Which lines in the entries below contain the word "wall"? Select each of them and copy it out in full.

▶ **Entries from a collection**
######

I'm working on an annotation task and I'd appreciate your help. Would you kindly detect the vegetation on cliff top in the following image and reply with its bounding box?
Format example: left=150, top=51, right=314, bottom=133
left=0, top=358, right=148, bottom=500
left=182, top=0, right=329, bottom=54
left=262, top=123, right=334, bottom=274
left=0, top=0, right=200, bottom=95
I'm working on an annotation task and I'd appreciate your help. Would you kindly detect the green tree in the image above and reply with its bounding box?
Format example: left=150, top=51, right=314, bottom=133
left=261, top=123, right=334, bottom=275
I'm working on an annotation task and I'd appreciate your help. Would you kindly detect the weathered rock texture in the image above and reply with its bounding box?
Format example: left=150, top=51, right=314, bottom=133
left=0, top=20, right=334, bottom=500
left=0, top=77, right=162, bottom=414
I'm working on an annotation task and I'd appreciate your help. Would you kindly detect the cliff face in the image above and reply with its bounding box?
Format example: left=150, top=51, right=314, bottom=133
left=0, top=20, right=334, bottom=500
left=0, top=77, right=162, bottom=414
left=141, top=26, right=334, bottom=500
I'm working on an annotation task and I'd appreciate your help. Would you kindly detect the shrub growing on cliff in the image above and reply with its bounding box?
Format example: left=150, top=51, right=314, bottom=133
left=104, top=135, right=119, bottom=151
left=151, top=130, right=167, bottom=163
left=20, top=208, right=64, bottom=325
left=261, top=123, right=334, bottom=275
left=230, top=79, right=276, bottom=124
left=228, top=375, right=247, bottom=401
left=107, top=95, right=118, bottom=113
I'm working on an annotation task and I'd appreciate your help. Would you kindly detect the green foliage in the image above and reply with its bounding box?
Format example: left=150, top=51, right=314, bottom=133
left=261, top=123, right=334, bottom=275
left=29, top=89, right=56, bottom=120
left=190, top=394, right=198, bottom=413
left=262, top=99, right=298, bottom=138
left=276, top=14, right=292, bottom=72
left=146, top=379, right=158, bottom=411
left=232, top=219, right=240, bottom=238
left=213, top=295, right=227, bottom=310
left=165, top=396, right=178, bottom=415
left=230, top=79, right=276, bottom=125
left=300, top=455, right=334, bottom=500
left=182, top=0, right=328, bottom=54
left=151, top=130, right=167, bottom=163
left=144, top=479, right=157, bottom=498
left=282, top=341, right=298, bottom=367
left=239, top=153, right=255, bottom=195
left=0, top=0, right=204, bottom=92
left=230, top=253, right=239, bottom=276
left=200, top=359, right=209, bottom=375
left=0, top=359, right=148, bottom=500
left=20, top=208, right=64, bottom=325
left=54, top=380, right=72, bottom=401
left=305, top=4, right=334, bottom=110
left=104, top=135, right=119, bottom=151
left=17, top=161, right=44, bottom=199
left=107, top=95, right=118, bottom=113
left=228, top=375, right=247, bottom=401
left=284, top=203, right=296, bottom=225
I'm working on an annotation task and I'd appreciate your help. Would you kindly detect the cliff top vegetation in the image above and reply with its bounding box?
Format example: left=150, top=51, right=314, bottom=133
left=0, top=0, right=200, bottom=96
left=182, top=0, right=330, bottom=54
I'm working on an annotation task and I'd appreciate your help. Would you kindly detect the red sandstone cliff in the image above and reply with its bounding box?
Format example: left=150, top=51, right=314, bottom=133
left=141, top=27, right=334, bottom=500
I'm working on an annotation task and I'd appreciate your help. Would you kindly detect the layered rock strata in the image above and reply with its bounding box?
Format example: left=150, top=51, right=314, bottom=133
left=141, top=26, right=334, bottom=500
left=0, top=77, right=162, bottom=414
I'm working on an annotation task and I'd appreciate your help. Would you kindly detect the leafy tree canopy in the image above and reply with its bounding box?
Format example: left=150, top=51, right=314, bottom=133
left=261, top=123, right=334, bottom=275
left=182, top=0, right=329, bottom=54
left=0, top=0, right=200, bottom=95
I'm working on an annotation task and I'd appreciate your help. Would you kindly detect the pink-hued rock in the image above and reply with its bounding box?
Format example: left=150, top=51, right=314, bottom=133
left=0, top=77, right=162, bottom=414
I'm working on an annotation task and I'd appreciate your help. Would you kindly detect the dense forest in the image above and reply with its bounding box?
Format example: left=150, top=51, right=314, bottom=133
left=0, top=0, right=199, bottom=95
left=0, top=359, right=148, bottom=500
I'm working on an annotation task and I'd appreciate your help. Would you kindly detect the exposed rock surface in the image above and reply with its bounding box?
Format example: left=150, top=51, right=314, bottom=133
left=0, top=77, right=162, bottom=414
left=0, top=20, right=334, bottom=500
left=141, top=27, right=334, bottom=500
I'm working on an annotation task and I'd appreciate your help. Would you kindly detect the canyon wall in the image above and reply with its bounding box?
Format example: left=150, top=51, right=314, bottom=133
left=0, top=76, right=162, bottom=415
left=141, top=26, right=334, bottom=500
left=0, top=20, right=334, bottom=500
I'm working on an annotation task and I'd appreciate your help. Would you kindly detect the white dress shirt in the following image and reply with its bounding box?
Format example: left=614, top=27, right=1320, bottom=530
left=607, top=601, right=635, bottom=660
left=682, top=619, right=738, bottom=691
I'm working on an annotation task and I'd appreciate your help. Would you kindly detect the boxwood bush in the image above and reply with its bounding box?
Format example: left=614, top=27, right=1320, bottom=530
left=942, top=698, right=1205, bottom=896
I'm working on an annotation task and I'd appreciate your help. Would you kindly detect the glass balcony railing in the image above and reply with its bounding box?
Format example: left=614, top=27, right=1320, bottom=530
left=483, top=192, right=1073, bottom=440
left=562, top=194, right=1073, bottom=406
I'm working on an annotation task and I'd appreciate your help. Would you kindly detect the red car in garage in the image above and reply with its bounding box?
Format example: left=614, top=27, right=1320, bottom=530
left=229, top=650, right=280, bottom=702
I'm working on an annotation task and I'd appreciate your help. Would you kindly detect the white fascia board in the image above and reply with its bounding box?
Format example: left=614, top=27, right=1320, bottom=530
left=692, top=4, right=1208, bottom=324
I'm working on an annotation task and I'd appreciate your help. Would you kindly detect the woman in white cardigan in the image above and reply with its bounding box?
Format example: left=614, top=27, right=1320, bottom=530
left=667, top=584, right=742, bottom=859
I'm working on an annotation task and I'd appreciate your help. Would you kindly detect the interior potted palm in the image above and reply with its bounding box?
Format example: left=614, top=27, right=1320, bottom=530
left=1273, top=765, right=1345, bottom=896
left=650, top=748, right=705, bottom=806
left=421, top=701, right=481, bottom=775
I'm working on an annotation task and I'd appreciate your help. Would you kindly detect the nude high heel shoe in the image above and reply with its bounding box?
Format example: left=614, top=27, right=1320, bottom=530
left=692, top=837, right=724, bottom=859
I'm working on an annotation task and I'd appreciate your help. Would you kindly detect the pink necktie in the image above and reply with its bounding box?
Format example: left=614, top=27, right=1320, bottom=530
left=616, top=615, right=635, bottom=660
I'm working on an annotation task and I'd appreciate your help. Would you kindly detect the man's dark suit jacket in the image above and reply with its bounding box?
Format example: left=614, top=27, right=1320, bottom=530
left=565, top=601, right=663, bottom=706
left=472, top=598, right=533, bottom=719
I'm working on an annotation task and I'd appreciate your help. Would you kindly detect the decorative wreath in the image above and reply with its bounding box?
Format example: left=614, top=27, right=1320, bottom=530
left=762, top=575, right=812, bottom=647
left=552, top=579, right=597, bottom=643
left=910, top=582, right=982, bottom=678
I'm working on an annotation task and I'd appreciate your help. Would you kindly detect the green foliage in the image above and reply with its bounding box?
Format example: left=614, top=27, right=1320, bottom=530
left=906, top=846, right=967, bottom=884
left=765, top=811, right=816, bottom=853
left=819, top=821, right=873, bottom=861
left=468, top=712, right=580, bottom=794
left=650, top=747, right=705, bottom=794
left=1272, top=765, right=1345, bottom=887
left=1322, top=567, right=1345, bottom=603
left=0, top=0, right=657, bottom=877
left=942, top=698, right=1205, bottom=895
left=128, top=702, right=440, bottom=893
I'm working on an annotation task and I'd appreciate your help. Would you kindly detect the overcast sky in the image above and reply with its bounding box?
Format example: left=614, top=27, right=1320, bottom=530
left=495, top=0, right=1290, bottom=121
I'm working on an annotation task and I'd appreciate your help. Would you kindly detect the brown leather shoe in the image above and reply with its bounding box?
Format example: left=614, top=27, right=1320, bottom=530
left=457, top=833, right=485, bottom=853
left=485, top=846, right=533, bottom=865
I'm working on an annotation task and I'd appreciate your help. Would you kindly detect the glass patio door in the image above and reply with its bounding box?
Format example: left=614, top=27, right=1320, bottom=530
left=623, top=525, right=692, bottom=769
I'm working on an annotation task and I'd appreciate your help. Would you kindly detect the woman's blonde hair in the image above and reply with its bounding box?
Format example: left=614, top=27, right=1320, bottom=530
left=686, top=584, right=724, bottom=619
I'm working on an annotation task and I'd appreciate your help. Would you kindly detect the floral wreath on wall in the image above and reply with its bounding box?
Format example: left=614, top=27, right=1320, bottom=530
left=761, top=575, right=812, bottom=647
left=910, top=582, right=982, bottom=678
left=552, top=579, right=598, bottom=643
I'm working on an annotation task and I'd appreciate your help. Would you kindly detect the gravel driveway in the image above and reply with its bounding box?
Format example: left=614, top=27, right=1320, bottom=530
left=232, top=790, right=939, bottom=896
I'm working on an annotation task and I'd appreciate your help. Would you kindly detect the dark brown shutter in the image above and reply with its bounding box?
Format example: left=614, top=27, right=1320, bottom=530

######

▶ **OUTPUT FOR THIS TASK**
I'm working on an annotation task and I'd appreciate your help. Would you kindly detect the canyon wall in the image above and reply with its bounding box?
I'm working on an annotation task and I'd appreciate your help. Would you kindly detect the floral wreath on wall in the image above and reply with its bounding box?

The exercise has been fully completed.